* **Work request A**: According to the epigenetics passage, what year did Bird and Guy report that restoring MeCP2 activity could reverse the problems in mice lacking the protein?
* **Work request B**: From the epigenetics passage, output the text starting with "Researchers once thought" and going on through "should be played.".
* **Work request C**: List every researcher named in the epigenetics passage.

* **Passage provided**:
Content starts

Researchers once thought the proteins that stick to epigenetic marks fell into two camps: "repressors", which turn gene activity off, and "activators", which turn gene activity on. But a flurry of findings over the past 5 years has pointed to a far more complex picture. Rather than being simple "on" or "off" switches, epigenetic marks are more like the dynamic notations, such as piano (quiet) or fortissimo (very loud), written on a musical score to indicate how the music should be played.
If the genome is a musical score, then proteins like MeCP2 are orchestral conductors, reading the dynamics and coordinating the behaviour of the players involved in gene activity, making sure the total output is in tune, well-balanced and appropriate for the occasion. DNA methylation tends to behave most often like a piano notation, keeping the volume of gene activity dampened down. Given that MeCP2 is spread all over the genome in neurons, this suggests that turning down gene activity is important in the brain. At the moment, says Bird, no one really understands why. "That's where there's a gap."
New advances in molecular biology are allowing scientists to paint a much more detailed picture of the epigenetic changes that happen over time in the brain. For many years, scientists thought that DNA methylation was a very stable epigenetic change. But recent work has called this in to question, suggesting instead that DNA methylation in the brain is highly dynamic. In 2011, a team led by Peng Jin at Emory University in Atlanta in the US, for example, announced results (2) from a new method that allows them to track methylation marks that are in the process of being removed from DNA. By tracking these marks in the brains of mice of varying ages, they found marked shifts in the DNA methylation of different kinds of genes. In newborn mice, for example, many of these genes were involved in neuron development, while in adult mice, the genes were associated with the function of neurons and the cells that support them.
But why is DNA methylation so extensive and dynamic in the brain? One important clue comes from Bird and Guy's observation that restoring MeCP2 activity in the brains of mice lacking the protein could almost completely reverse the physical and cognitive problems those mice experienced. Until the researchers reported their finding in 2007 (3), scientists had assumed that genetic conditions that result in intellectual disabilities or problems with social interactions, such as Rett Syndrome, permanently damaged the development of the brain.

Content ends

* **Data for review**:
Content starts

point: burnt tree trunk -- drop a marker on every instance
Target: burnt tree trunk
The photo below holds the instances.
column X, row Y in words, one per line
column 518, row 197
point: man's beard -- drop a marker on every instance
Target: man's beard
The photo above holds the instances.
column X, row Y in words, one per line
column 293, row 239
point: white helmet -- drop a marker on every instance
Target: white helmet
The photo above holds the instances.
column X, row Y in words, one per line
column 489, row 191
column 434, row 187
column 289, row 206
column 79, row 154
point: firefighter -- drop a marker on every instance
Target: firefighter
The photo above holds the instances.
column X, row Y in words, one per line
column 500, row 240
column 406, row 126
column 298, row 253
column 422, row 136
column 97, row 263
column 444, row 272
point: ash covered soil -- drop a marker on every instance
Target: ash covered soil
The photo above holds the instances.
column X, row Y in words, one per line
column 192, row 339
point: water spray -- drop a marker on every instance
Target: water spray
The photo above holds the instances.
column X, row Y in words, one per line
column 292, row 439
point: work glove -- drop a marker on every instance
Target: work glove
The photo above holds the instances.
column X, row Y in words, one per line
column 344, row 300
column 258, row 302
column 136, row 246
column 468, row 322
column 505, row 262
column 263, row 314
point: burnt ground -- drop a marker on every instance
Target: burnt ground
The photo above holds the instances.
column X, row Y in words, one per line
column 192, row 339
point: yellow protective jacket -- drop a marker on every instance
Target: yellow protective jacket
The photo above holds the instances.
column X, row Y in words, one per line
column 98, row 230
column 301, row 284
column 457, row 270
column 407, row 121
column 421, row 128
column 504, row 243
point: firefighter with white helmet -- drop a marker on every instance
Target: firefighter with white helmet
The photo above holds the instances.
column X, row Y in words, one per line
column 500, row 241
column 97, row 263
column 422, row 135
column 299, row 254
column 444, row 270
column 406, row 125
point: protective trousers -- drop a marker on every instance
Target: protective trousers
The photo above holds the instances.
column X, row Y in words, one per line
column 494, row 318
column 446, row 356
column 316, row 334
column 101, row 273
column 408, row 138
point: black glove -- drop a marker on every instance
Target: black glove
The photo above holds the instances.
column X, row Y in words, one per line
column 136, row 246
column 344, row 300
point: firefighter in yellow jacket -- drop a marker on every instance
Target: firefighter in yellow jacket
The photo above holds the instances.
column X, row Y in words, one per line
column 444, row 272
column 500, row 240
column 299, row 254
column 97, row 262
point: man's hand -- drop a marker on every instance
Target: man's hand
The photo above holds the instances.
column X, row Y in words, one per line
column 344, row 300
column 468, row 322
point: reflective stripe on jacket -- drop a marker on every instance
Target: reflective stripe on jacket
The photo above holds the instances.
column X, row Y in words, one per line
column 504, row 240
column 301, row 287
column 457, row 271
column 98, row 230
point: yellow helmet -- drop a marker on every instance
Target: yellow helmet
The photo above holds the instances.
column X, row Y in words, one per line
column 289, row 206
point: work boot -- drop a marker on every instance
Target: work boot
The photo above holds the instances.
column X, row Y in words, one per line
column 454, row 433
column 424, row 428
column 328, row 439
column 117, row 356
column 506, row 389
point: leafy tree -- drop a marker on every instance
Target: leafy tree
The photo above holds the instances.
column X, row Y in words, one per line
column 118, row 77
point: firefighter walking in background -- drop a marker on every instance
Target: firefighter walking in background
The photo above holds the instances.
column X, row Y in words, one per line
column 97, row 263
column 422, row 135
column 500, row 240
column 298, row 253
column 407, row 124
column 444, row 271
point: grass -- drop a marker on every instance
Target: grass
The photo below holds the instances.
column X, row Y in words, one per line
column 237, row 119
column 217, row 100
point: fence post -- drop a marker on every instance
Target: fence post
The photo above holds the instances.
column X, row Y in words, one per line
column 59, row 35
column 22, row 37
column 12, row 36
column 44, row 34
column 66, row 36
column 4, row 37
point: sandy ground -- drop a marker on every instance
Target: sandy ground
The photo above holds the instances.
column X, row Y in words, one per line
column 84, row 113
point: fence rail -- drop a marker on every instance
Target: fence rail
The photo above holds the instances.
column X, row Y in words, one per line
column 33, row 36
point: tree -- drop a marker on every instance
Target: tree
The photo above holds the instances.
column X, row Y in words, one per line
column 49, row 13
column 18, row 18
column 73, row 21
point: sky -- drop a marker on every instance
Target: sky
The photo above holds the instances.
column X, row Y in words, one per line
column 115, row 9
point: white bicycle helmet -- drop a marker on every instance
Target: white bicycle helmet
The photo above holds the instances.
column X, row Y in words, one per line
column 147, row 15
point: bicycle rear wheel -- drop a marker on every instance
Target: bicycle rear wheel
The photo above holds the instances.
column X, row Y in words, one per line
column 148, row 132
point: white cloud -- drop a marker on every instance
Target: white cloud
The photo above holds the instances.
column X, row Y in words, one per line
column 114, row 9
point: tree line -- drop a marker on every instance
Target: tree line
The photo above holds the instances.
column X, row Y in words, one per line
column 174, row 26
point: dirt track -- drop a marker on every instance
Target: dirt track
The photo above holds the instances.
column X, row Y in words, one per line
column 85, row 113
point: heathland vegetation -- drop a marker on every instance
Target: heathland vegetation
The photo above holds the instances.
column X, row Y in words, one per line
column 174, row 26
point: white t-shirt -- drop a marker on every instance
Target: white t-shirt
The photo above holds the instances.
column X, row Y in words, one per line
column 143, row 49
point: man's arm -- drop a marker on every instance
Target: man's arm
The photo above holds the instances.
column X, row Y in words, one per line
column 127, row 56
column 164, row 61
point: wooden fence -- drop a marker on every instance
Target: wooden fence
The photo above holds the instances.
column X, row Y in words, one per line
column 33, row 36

Content ends
Content starts

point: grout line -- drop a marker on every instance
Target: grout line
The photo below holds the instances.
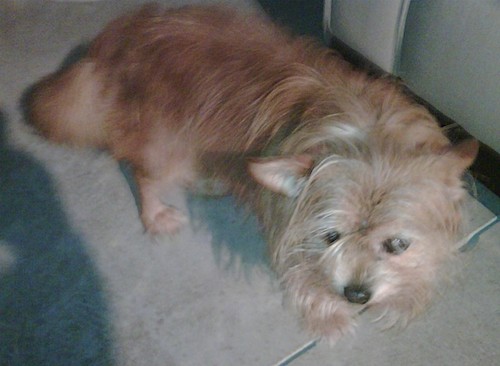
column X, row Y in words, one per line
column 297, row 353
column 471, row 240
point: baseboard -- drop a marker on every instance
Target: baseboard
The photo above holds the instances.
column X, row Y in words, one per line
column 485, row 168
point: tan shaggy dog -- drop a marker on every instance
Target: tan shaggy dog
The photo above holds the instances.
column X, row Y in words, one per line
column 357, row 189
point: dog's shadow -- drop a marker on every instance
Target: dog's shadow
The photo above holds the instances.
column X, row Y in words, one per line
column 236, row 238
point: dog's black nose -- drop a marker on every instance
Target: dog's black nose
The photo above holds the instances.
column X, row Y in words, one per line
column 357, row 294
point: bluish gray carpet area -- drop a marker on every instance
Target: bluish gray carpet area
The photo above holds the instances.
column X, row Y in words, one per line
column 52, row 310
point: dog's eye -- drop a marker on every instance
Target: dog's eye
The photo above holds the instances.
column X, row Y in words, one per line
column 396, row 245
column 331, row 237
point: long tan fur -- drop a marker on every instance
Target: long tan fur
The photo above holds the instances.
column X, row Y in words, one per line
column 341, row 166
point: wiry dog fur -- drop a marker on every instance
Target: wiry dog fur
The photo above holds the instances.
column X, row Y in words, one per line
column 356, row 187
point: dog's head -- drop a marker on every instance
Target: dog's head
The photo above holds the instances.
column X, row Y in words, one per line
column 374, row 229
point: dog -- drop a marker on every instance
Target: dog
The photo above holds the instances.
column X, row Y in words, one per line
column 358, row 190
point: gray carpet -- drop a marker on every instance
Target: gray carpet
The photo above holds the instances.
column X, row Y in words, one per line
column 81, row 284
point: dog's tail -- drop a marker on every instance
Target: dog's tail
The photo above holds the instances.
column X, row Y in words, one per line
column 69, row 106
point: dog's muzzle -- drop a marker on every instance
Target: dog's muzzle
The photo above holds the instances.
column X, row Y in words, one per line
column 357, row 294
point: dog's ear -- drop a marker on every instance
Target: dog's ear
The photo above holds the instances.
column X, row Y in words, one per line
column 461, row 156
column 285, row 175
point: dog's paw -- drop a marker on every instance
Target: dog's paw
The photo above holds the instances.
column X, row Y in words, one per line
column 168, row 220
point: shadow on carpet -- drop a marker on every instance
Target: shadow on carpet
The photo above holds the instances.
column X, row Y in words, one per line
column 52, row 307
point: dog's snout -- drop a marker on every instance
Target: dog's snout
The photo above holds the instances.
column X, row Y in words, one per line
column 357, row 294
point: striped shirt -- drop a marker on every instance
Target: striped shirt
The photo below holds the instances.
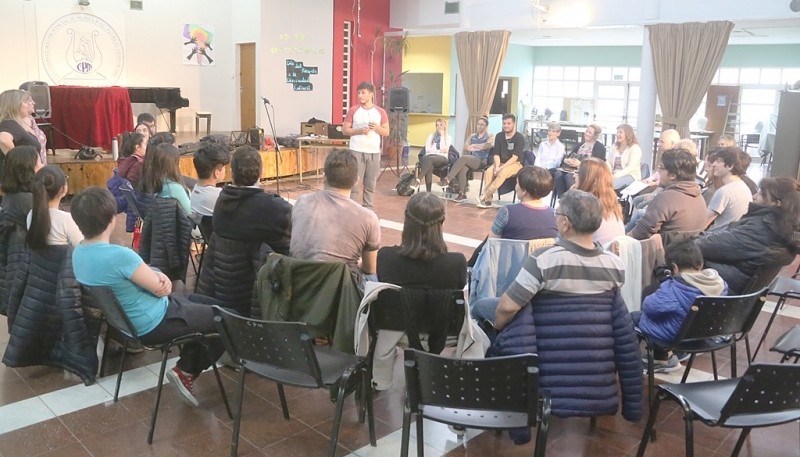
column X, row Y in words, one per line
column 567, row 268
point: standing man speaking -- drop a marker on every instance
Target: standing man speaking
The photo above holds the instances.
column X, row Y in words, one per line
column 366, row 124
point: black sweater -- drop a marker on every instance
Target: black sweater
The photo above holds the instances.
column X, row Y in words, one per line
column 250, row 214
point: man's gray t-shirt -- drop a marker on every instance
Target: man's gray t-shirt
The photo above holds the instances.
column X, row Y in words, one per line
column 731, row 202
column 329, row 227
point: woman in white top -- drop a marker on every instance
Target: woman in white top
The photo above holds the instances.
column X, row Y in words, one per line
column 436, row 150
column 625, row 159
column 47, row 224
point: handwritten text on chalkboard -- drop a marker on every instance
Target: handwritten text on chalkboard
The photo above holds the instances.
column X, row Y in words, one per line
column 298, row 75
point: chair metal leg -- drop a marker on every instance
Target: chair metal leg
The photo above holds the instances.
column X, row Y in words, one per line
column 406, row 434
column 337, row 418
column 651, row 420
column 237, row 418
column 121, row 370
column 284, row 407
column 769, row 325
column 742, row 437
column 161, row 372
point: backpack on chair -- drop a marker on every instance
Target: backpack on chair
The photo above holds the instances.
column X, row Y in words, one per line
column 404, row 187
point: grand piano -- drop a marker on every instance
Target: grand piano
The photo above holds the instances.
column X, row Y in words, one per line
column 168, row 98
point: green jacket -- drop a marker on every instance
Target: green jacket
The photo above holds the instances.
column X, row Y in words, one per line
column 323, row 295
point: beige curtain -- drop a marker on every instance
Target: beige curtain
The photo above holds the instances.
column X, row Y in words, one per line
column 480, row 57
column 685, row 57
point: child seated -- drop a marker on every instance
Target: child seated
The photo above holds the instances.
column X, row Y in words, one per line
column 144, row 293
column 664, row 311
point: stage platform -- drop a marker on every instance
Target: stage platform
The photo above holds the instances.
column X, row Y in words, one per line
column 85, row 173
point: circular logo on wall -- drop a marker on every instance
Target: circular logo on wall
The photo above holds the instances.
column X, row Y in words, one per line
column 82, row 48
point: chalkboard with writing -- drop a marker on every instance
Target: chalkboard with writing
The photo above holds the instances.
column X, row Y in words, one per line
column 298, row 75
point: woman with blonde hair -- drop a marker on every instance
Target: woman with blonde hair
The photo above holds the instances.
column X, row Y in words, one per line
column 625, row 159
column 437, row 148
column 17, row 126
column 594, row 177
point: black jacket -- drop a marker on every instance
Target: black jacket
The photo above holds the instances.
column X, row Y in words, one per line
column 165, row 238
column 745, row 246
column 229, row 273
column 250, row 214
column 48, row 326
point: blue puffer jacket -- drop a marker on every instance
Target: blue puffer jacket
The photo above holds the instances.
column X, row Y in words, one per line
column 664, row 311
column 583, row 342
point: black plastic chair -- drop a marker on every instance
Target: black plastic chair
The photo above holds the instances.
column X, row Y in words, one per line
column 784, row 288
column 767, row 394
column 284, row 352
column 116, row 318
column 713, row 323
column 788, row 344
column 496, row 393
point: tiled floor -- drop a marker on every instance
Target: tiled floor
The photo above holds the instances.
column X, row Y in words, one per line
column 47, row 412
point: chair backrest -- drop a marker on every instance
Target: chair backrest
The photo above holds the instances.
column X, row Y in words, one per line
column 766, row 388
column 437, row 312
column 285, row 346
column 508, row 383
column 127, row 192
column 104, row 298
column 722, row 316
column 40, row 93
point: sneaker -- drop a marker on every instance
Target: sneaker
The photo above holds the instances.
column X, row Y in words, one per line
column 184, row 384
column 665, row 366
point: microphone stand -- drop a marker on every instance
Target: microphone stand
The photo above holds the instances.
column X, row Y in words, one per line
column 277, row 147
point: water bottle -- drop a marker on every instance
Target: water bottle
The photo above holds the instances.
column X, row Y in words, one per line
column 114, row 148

Content ends

* **Your solution A**: 2007

* **Your solution B**:
Researchers once thought the proteins that stick to epigenetic marks fell into two camps: "repressors", which turn gene activity off, and "activators", which turn gene activity on. But a flurry of findings over the past 5 years has pointed to a far more complex picture. Rather than being simple "on" or "off" switches, epigenetic marks are more like the dynamic notations, such as piano (quiet) or fortissimo (very loud), written on a musical score to indicate how the music should be played.

* **Your solution C**: Bird, Peng Jin, Guy